**ACTIVITIES:**
• a. Answer these questions about the passage on bisphenol A:
(i) By primarily mimicking which hormone does BPA disrupt sex differentiation?
(ii) What animals did the researchers use in place of mammalian embryos?
(iii) For how many days were those animals exposed to BPA?
• b. From the passage on bisphenol A, set down the part starting with "The industrial chemical" and going on through "BPA's endocrine-disrupting effects.".
• c. Carry the passage on bisphenol A and the tadpole study further from where it stops.

**SELECTED TEXT:**
——

The industrial chemical bisphenol A (BPA), widely used to manufacture plastics and other consumer goods, disrupts sex differentiation primarily by mimicking estrogen. But how this happens and whether hormones are involved has not been clear. New research suggests that amphibians could serve as good study models and that thyroid homrmone may also play a role in BPA's endocrine-disrupting effects.
BPA's impact on vertebrate development is hard to gauge in mammals, because embryos are enclosed by the uterus and hard to view. To circumvent this problem, Yun-Bo Shi, Ph.D., at the National Institute of Child Health and Human Development in Bethesda, Md., and his colleagues, used Xenopus laevis tadpoles that equate to a late stage mammalian embryo and swim freely. For 4 days, the researchers exposed the tadpoles to varying amounts of BPA and did a variety of morphological and molecular studies.

——

**Dataset entries:**
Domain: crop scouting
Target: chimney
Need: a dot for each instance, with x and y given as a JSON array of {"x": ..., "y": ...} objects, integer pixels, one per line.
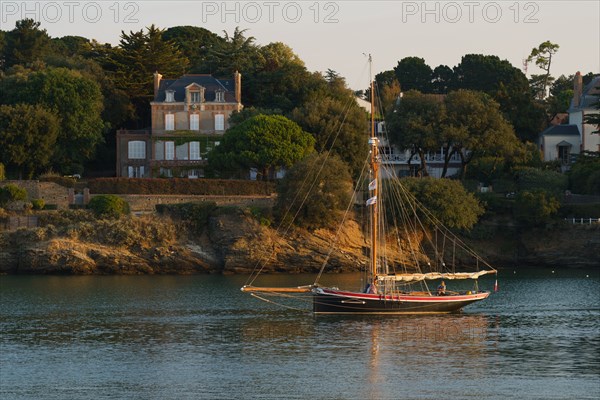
[
  {"x": 157, "y": 78},
  {"x": 577, "y": 89},
  {"x": 237, "y": 81}
]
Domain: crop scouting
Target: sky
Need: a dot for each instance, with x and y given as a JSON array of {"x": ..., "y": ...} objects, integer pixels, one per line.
[{"x": 337, "y": 34}]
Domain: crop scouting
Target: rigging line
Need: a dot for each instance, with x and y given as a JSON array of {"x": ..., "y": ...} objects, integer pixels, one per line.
[
  {"x": 251, "y": 279},
  {"x": 448, "y": 232},
  {"x": 339, "y": 230}
]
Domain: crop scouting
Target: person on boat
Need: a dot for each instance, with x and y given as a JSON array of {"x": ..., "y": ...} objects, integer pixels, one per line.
[
  {"x": 371, "y": 288},
  {"x": 442, "y": 289}
]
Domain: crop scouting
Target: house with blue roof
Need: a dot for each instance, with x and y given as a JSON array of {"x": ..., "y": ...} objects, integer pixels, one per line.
[
  {"x": 189, "y": 116},
  {"x": 562, "y": 142}
]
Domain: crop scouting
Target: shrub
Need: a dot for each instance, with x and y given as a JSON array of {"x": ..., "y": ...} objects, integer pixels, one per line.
[
  {"x": 38, "y": 204},
  {"x": 108, "y": 206},
  {"x": 193, "y": 215},
  {"x": 535, "y": 207},
  {"x": 532, "y": 179},
  {"x": 201, "y": 187},
  {"x": 65, "y": 181},
  {"x": 10, "y": 193}
]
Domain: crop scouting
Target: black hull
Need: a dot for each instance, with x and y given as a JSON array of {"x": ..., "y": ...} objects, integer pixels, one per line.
[{"x": 328, "y": 303}]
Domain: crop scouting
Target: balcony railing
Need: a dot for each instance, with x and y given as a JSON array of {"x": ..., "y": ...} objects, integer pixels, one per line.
[
  {"x": 403, "y": 158},
  {"x": 176, "y": 163}
]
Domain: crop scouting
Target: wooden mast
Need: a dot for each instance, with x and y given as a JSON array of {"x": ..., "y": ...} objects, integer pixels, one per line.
[{"x": 375, "y": 170}]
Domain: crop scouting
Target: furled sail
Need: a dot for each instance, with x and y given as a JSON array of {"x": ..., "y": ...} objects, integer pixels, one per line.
[{"x": 433, "y": 275}]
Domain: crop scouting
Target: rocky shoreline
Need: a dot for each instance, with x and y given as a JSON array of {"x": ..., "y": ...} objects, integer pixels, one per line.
[{"x": 236, "y": 243}]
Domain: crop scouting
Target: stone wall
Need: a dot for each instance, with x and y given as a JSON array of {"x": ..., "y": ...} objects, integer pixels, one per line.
[
  {"x": 50, "y": 192},
  {"x": 147, "y": 203},
  {"x": 53, "y": 193}
]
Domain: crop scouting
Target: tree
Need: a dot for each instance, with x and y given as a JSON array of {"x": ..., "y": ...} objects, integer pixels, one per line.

——

**SOLVED TASKS:**
• a.
(i) Estrogen.
(ii) Xenopus laevis tadpoles.
(iii) 4 days.

• b.
The industrial chemical bisphenol A (BPA), widely used to manufacture plastics and other consumer goods, disrupts sex differentiation primarily by mimicking estrogen. But how this happens and whether hormones are involved has not been clear. New research suggests that amphibians could serve as good study models and that thyroid homrmone may also play a role in BPA's endocrine-disrupting effects.

• c.
They found that BPA antagoniezd thyroid hormoe (T3), a hormone critical in amphibian metamorphosis as well as in human development. Specifically, BPA inhibited T3-induced metamorphosis, including intestinal remodeling. Microarray analysis of the intestine revealed that BPA blocked teh expression of many T3-responsive genes on T3-signaling. These findings will be published soon in Endocrinology.*
"Endocrine disruptor studies normally focus on the regulation of one or a few genes," the authors write. "The pathways involving these genes may or may not have any significant contribution to the biological effects of the disruptor," they say, adding that more in vivo studies and genome-wide molecular gene regulation analysis are needed to assess the biological effects.
*Heimeier RA, Das B, Buchholz DR, Shi Y-B. The xenoestrogen bisphenol A inhibits postembryonic vertebrate development by antagonizing gene regulation by thyroid hormone. Endocrinology, in press.